* Start Data to process *

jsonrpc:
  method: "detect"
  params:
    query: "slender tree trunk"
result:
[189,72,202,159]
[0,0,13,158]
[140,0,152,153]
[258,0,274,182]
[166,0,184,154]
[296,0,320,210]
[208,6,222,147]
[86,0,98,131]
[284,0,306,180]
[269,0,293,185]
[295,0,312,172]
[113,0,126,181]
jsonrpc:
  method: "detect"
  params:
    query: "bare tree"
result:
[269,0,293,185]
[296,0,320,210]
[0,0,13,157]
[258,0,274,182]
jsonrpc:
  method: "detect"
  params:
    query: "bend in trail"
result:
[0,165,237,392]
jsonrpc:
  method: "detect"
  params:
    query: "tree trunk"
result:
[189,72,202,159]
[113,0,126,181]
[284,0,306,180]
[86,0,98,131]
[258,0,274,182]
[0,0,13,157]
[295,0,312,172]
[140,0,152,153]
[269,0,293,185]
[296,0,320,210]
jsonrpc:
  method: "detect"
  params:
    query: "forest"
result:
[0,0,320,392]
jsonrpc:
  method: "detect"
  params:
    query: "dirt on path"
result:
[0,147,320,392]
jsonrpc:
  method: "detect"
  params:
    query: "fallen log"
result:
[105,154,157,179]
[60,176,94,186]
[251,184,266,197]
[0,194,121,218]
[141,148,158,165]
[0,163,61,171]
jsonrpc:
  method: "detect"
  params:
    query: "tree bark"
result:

* End Data to process *

### The problem
Can you reproduce all of the data above, line for line, with nothing changed?

### The answer
jsonrpc:
  method: "detect"
  params:
    query: "slender tree trunk"
result:
[189,72,202,159]
[0,0,13,158]
[140,0,152,153]
[258,0,274,182]
[166,0,184,154]
[296,0,320,210]
[208,6,222,147]
[86,0,98,131]
[284,0,306,180]
[269,0,293,185]
[295,0,312,172]
[113,0,126,181]
jsonrpc:
  method: "detect"
  params:
    query: "bare tree"
result:
[269,0,293,185]
[296,0,320,210]
[0,0,13,157]
[258,0,274,182]
jsonrpc:
  method: "detect"
  params:
    query: "bend in trail"
result:
[0,165,237,392]
jsonrpc:
  method: "detect"
  params:
    query: "tree trunk"
result:
[189,72,202,159]
[113,0,126,181]
[284,0,306,180]
[86,0,98,131]
[258,0,274,182]
[0,0,13,157]
[295,0,312,172]
[140,0,152,153]
[269,0,293,185]
[296,0,320,210]
jsonrpc:
  method: "detect"
  params:
    query: "forest"
result:
[0,0,320,392]
jsonrpc:
  method: "detect"
  params:
    query: "dirt on path"
result:
[0,147,320,392]
jsonrpc:
  method: "detect"
  params:
    query: "fallen log"
result:
[105,154,157,179]
[60,176,94,186]
[251,184,266,197]
[0,194,121,218]
[141,148,158,165]
[0,163,61,171]
jsonrpc:
  method: "detect"
  params:
    query: "tree bark"
result:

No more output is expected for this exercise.